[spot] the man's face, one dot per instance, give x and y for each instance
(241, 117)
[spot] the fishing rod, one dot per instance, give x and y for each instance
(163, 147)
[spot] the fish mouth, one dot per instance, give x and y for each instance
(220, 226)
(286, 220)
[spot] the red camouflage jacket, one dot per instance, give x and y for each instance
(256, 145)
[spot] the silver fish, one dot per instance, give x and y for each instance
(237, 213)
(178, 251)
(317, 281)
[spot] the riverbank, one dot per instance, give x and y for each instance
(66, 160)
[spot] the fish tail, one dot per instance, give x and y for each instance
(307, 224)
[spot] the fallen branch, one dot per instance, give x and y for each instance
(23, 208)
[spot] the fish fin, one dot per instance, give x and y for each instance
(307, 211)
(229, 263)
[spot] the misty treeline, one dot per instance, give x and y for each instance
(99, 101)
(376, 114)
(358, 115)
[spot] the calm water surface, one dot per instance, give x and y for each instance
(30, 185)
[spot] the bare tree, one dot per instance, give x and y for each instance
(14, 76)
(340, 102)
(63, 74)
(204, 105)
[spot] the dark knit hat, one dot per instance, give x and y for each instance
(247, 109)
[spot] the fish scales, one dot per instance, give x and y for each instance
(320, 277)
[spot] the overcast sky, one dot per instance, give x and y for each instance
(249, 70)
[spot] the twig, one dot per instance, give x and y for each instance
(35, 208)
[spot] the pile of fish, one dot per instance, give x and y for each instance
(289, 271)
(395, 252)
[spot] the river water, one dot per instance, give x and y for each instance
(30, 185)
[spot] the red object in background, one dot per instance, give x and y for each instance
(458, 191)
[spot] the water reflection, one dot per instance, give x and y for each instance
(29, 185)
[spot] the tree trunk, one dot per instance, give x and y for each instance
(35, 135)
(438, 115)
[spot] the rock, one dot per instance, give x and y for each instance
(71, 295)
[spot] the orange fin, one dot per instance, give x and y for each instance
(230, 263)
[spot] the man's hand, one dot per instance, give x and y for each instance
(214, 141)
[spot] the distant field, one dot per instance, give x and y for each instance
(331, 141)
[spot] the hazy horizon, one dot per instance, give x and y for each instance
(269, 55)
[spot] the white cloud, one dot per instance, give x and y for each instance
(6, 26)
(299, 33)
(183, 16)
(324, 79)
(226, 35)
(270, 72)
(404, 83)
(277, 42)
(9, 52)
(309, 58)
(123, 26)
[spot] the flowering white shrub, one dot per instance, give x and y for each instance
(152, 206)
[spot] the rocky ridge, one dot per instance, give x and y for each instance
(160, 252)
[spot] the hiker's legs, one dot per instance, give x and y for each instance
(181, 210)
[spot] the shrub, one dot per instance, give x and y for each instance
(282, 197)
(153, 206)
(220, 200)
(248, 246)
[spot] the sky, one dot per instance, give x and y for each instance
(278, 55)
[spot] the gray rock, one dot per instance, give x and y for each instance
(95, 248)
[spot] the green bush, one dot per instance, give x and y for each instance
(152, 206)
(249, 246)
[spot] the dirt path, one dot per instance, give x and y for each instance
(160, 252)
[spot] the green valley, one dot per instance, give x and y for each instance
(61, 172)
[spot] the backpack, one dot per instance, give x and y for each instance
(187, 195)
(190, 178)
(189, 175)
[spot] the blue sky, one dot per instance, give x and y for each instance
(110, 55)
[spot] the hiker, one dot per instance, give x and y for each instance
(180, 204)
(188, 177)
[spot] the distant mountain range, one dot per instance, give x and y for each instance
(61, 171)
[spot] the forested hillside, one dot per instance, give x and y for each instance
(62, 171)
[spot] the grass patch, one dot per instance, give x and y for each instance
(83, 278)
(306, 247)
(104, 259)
+ + + + +
*WORK ITEM:*
None of the records may be skipped; each is to be repeated exactly.

*RESPONSE:*
[spot] the man's face, one dot per instance, give x and y for each instance
(241, 117)
[spot] the fishing rod, one dot per instance, give x and y for each instance
(163, 147)
[spot] the fish mouth, one dot per instance, give x and y for each instance
(220, 226)
(286, 220)
[spot] the red camouflage jacket, one dot per instance, give x and y for each instance
(256, 145)
[spot] the silver fish, one dot per instance, give x and y for each instance
(237, 213)
(178, 251)
(317, 281)
[spot] the riverbank, one dot per instance, give x and y for each instance
(66, 160)
[spot] the fish tail, one dot per instance, give x and y for each instance
(307, 224)
[spot] the fallen branch, one dot per instance, give x and y for each instance
(23, 208)
[spot] the fish fin, one dot per instance, give x and y for each instance
(307, 211)
(229, 263)
[spot] the misty treeline, one dot per instance, give x and y for each instance
(99, 101)
(376, 114)
(358, 115)
[spot] the calm water surface, one dot per instance, give x and y for each instance
(30, 185)
[spot] the bare tree, one dot per instance, give x and y for each instance
(14, 76)
(340, 102)
(63, 74)
(204, 105)
[spot] the dark knit hat, one dot per instance, give x and y for each instance
(247, 109)
[spot] the fish scales, one dot per instance, give x and y for each instance
(320, 277)
[spot] the overcast sky, one dot per instance, give x and y for each instance
(249, 70)
[spot] the twig, one dot per instance, give x and y for each instance
(35, 208)
[spot] the pile of fish, one dot per instance, give x and y for each instance
(289, 271)
(395, 252)
[spot] the river water, one dot per instance, give x and y for each instance
(30, 185)
[spot] the red object in background, one dot per instance, give x and y for each instance
(458, 191)
[spot] the water reflection, one dot per instance, give x and y for each instance
(29, 185)
[spot] the tree trunk, one dot per instance, give x and y for each instance
(35, 135)
(438, 115)
[spot] the rock, one dot per instance, give x and y for each instance
(71, 295)
[spot] the orange fin, one dot per instance, give x and y for each instance
(230, 263)
[spot] the man's hand, one dot per instance, give x and y for each instance
(214, 141)
[spot] the distant field, one dot per instance, give x and y for each instance
(331, 141)
[spot] the hazy horizon, one dot per instance, give x and y for each instance
(269, 55)
[spot] the white cloud, one dot per instance, give x and y for each instance
(6, 26)
(299, 33)
(183, 16)
(324, 79)
(226, 35)
(270, 72)
(404, 83)
(277, 42)
(9, 52)
(309, 58)
(123, 26)
[spot] the flowering white shrub, one dot per instance, give x and y for each instance
(152, 206)
[spot] the rocky ridge, one dot per instance, give x and y for each instance
(160, 252)
[spot] the hiker's legs, one dot per instance, give x and y for each instance
(181, 210)
[spot] the shrub, one dot per instance, give x and y for each instance
(282, 197)
(153, 206)
(220, 200)
(248, 246)
[spot] the sky, one dot per instance, give x and y for each instance
(278, 55)
[spot] the gray rock, one dot per instance, give x and y for each instance
(95, 248)
[spot] the green bush, one dot per instance, give x and y for each instance
(152, 206)
(249, 246)
[spot] the dirt path, one dot per instance, give x and y for each instance
(160, 252)
[spot] the green valley, one dot per instance, give x and y for each instance
(61, 172)
[spot] the backpack, one dot per instance, give x and y for each instance
(187, 195)
(190, 178)
(189, 175)
[spot] the blue sky, one dot per instance, give x and y for each instance
(110, 55)
[spot] the hiker, one dot per instance, give x and y for each instance
(180, 204)
(188, 177)
[spot] the distant mountain range, one dot per instance, give x and y for each instance
(61, 171)
[spot] the forested hillside, one dot per instance, give x and y for each instance
(62, 171)
[spot] the grass patch, one dot per instance, give x and y for each instance
(83, 278)
(306, 247)
(104, 259)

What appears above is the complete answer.